• [LISTA DE TAREAS]
1. Enumera lo que, según el fragmento sobre Europa, garantizaría Europa a España una vez alcanzada.
2. Por favor, reproduce del fragmento sobre Europa el tramo que va desde "Vivimos tiempos desasosegantes" hasta "parte de Europa.".

• [FRAGMENTO ORIGINAL]
<<<<
Vivimos tiempos desasosegantes en los que, a menudo, uno
tiene la sensación de que nunca le dicen ni le dirán toda la verdad.
Como para muchos hijos de mi tiempo, para mí Europa fue un sueño en la
distancia que, una vez alcanzado, garantizaría la democracia, el bienestar y,
por qué no, también la riqueza para España. Y, de hecho, al principio fue
así. Recuerdo, por ejemplo, haber dado a posteriori la razón a Felipe González,
que nos vendió la entrada en la OTAN como un mal menor y necesario para alcanzar
el sueño de formar parte de Europa.
Quién me iba a decir que el verdadero mal estaba en la misma
Europa, en esto que ha acabado por ser Europa que tan lejos queda ya de
aquella Europa soñada. Recuerdo con qué sentimiento de orgullo, de pertenecer
a un club de prestigio llevé en mi cartera aquellos primeros
euros. Y qué decir de aquel primer pasaporte de ciudadano de la Unión Europea
que permitía aterrizar con privilegios en casi cualquier rincón
de Europa, qué sensación la de no tener que dar explicaciones por tu viaje ni
tener que mostrar tu dinero para que te dejasen pasar.
>>>>
• [FILAS DE DATOS]
<<<<
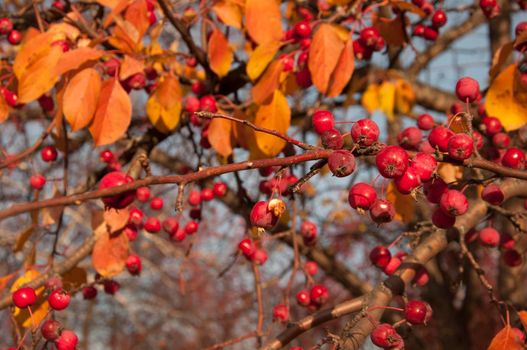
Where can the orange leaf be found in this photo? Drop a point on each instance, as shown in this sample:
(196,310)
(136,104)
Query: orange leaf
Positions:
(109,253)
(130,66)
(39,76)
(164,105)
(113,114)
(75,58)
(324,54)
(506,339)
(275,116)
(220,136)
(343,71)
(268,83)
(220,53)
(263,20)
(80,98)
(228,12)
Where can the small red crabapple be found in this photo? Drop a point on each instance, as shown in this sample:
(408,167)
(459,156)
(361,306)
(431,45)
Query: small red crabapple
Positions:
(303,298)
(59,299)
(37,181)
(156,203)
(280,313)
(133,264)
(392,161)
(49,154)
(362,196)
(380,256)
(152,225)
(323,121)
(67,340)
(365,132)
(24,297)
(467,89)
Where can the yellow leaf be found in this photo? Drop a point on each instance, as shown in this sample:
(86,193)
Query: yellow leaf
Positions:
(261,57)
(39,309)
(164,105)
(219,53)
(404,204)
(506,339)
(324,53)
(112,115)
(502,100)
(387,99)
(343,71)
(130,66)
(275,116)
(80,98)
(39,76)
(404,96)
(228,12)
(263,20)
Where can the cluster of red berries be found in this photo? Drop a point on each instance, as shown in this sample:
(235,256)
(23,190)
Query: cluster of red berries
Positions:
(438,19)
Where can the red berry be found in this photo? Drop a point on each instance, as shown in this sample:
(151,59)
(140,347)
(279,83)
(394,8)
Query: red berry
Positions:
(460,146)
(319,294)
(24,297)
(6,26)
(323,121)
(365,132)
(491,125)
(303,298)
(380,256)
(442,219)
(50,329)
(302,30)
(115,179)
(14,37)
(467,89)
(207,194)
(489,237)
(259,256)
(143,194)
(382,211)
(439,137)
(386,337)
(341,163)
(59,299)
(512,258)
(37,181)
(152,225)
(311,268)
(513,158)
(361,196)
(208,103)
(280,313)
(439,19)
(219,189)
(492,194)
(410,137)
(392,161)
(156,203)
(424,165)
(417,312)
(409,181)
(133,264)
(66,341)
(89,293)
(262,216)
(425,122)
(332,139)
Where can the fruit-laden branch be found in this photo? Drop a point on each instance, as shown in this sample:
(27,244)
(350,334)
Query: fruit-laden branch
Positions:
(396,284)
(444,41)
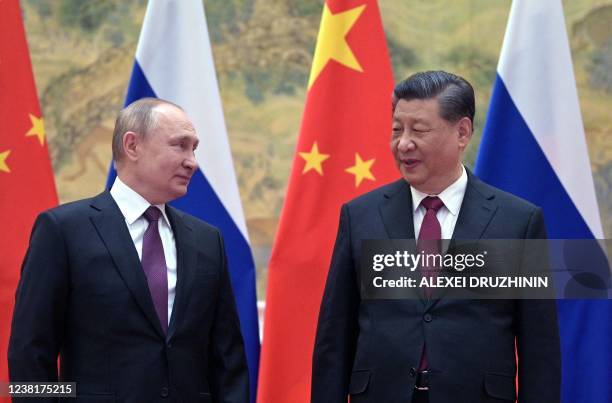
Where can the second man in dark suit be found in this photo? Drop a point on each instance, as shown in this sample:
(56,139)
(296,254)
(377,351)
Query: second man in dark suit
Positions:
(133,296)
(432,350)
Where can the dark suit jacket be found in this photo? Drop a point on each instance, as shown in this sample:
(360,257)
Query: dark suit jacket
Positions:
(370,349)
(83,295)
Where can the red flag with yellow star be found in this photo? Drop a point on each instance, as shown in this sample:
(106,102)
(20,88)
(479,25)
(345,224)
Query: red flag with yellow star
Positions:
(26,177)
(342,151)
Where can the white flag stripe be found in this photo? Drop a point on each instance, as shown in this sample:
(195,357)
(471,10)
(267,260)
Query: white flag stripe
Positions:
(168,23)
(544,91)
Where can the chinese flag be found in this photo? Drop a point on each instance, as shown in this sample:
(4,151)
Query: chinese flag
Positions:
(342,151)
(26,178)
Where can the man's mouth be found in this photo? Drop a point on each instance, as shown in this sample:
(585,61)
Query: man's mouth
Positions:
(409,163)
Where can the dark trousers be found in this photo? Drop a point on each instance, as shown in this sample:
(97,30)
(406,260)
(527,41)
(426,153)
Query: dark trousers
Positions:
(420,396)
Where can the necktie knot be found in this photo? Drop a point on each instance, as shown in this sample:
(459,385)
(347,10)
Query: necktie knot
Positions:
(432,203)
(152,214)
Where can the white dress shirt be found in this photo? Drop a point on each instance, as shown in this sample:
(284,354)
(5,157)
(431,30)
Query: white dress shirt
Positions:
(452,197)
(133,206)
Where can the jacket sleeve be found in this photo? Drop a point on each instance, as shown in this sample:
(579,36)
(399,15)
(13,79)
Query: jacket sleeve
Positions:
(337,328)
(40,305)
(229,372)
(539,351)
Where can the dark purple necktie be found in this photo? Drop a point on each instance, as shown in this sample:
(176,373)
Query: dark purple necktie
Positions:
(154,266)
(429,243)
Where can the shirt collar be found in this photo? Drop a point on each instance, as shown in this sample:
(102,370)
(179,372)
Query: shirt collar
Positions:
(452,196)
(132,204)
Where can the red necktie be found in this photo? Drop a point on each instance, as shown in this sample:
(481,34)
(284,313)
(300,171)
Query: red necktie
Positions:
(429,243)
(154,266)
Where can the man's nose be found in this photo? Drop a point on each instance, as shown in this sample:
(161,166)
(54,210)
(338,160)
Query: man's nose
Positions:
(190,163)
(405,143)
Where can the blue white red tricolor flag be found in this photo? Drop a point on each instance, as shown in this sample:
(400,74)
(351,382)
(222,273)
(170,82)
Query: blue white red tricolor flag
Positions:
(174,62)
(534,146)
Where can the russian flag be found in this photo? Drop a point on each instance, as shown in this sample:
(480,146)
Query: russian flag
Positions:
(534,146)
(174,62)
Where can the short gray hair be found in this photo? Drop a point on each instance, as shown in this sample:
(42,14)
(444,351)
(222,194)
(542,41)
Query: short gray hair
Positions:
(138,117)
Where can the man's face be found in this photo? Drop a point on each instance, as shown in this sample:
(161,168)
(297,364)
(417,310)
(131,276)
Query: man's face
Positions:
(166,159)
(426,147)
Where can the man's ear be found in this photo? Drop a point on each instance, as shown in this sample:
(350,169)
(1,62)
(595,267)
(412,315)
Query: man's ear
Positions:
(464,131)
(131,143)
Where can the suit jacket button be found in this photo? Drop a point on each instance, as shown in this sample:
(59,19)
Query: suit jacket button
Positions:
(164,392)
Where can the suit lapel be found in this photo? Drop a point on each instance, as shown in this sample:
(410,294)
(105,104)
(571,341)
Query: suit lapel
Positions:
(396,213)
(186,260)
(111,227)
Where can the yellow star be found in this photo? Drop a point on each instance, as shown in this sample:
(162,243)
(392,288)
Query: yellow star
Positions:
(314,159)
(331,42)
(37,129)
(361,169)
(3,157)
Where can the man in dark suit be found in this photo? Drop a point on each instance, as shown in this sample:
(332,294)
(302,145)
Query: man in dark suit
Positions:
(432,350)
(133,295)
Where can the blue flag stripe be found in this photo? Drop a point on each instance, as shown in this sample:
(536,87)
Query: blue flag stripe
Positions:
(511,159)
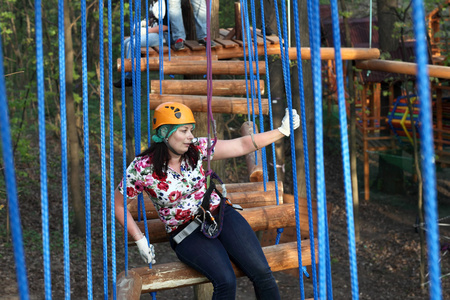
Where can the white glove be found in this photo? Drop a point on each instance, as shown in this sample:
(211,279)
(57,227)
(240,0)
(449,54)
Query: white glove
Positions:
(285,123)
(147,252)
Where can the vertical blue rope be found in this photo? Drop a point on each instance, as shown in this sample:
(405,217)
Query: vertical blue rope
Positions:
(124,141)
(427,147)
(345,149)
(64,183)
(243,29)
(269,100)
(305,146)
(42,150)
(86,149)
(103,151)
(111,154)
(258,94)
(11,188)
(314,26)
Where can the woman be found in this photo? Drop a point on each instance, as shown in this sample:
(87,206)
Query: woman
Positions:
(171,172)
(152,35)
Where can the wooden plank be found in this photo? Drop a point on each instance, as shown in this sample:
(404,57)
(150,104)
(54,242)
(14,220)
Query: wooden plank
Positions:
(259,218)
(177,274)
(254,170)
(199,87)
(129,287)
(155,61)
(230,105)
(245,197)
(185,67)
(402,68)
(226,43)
>>>>
<<<<
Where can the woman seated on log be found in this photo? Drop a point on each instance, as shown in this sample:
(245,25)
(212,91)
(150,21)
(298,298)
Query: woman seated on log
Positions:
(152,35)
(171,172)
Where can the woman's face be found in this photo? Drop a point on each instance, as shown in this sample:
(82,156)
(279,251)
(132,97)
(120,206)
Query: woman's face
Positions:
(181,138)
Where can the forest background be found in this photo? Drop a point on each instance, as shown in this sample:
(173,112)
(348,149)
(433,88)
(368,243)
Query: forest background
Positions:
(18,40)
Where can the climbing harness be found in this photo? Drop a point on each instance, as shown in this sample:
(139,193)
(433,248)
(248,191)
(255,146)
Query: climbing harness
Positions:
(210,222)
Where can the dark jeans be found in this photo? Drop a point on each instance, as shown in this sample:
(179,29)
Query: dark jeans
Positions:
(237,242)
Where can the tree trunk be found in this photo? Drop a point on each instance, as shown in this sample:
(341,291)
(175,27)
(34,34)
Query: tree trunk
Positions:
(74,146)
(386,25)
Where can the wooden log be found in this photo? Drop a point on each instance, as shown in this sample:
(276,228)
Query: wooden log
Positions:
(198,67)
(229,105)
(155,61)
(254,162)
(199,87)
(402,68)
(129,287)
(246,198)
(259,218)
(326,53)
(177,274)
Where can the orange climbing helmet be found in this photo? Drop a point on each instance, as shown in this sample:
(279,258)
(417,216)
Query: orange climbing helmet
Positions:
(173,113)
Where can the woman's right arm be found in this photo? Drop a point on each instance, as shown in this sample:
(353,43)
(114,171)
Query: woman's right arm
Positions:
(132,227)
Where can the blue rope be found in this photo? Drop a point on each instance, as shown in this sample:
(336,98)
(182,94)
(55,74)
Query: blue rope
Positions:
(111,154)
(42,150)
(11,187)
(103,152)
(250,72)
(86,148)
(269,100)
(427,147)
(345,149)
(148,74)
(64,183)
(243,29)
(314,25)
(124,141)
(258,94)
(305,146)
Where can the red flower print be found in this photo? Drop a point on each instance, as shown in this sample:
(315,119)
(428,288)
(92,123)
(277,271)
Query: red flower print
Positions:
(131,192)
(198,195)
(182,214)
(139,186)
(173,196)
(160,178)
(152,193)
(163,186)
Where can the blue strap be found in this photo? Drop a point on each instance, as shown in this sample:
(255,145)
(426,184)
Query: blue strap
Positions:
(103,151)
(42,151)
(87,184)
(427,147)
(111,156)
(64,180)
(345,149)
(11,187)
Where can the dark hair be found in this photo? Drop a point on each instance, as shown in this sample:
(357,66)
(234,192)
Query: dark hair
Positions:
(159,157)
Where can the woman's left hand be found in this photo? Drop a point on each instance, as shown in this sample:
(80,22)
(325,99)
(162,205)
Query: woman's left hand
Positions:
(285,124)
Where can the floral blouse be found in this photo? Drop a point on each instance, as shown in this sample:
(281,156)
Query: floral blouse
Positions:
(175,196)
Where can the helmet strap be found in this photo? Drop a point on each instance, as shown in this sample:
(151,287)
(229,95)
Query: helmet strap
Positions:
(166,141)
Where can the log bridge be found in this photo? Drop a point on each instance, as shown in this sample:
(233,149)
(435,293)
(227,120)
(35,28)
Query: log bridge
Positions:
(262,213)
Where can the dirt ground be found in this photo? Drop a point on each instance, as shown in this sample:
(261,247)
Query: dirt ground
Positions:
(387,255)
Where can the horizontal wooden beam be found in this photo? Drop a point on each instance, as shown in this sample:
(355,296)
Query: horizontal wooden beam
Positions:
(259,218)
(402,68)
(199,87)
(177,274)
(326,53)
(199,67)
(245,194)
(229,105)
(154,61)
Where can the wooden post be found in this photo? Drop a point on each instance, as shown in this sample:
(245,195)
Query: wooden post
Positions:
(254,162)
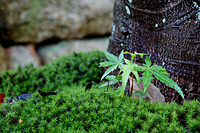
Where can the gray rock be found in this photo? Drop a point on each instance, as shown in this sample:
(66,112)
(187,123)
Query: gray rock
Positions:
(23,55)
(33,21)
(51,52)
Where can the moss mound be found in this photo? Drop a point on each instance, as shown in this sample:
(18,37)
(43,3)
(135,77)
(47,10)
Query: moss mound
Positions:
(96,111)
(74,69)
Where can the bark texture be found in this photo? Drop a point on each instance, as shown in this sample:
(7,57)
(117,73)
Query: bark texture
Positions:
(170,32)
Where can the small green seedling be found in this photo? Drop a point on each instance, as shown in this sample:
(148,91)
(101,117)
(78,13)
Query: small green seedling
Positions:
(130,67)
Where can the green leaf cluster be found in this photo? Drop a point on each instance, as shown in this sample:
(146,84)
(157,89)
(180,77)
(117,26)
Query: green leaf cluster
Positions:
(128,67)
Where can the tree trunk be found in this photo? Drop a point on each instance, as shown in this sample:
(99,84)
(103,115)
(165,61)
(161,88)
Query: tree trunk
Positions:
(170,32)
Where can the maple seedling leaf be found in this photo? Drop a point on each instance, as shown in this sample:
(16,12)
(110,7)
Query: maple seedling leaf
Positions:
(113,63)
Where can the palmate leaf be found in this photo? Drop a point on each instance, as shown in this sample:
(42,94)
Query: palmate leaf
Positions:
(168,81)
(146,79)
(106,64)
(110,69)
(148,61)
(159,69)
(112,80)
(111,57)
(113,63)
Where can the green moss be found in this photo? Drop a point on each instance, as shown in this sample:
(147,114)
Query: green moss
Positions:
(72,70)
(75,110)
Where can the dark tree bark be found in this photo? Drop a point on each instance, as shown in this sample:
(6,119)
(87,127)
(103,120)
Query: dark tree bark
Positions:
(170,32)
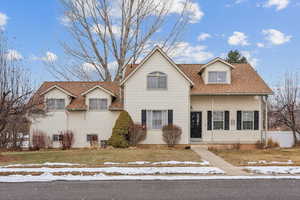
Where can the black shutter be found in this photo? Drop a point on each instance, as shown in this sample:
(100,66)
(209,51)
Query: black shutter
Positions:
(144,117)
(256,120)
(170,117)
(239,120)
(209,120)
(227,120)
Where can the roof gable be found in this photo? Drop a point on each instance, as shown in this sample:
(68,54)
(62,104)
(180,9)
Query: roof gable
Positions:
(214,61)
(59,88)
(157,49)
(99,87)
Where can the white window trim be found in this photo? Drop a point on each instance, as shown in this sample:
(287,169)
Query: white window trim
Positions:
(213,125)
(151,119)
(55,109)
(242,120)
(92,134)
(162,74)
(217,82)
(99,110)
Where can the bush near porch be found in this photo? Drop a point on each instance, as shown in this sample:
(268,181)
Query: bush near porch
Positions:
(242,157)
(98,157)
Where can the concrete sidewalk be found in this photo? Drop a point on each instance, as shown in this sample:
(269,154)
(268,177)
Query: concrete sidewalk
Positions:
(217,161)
>>>>
• [RESPUESTAS CORRECTAS]
1. La democracia, el bienestar y la riqueza.

2.
Vivimos tiempos desasosegantes en los que, a menudo, uno
tiene la sensación de que nunca le dicen ni le dirán toda la verdad.
Como para muchos hijos de mi tiempo, para mí Europa fue un sueño en la
distancia que, una vez alcanzado, garantizaría la democracia, el bienestar y,
por qué no, también la riqueza para España. Y, de hecho, al principio fue
así. Recuerdo, por ejemplo, haber dado a posteriori la razón a Felipe González,
que nos vendió la entrada en la OTAN como un mal menor y necesario para alcanzar
el sueño de formar parte de Europa.